> _Instruksi tertulis_
Tuliskan kembali tanpa perubahan sedikit pun bagian bacaan tentang anak korban verbal bullying di bawah ini, mulai dari "Saya sebenarnya udah" dan berakhir pada "anak yang sukses.".

Mendampingi Anak Korban Verbal Bullying
Assalamualaikum Sahabat. Tema arisan periode 6 ini mengingatkan saya saat si bungsu kelas 5 SD. Biasanya bullying itu dilakukan oleh sesama teman atau kakak kelas, adik kelas kan. Beda yang dialami si bungsu, dia menjadi korban bullying gurunya.
Saya sebenarnya udah menutup luka lama ini. Dahulu saya bahkan sempat mengucapkan kalimat, enggak apa anak saya menjadi korban. Tapi insyaa Allah, dia akan menjadi anak yang sukses.
Meski saya nggak mau anak saya menjadi martir. Karena guru yang mengajar di kelas 5 ini setiap tahun selalu melakukan hal serupa. Korbannya aja yang ganti karena anak didiknya kan naik ke kelas berikutnya.
Cerita Korban Verbal Bullying Kala Itu...
Saya melihat perubahan perilaku Naufal. Dia bungsu kami yang selalu ceria mendadak jadi pendiam. Memang aslinya anaknya pemalu tapi enggak pendiam banget lah kalo di rumah. Dan saya pun mencari informasi ke putra tetangga yang satu kelas dengan si bungsu ini.
Ternyata temannya nggak tahu, apa yang dialami si bungsu saat di sekolah. Saya bahkan tak menaruh curiga kalo anak saya ini mengalami verbal bullying.
Baru lah saat beberapa hari kemudian si bungsu curhat tentang nilainya yang menurun. Alasannya dia tidak bisa mendengar gurunya berbicara karena duduknya di belakang. Si bungsu memang anaknya bongsor, waktu usia 10 tahun itu BB udah 43 kg. Abis khitan juga waktu naik kelas 5 jadi nambah tinggi dan gemuk. Anaknya doyan makan dan nggak punya pantangan, apa aja doyan.
Saya pun berkunjung ke kelas 5 esok harinya untuk menanyakan tentang rolling tempat duduk siswa. Namun rupanya guru kelasnya kurang berkenan dengan pertanyaan saya tentang rolling kursi ini. Padahal di sekolah itu udah biasa siswa melakukan rolling tempat duduk tiap minggu sekali. Jadi tiap siswa akan merasakan duduk di kursi depan, belakang, samping kanan, ataupun kiri. Adil kaaan?!

> _Data tersimpan_
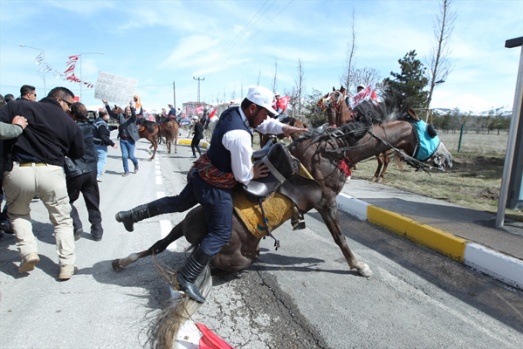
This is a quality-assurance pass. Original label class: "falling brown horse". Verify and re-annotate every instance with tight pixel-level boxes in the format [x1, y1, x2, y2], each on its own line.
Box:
[113, 92, 452, 276]
[117, 92, 452, 348]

> _Jawaban tertulis_
Saya sebenarnya udah menutup luka lama ini. Dahulu saya bahkan sempat mengucapkan kalimat, enggak apa anak saya menjadi korban. Tapi insyaa Allah, dia akan menjadi anak yang sukses.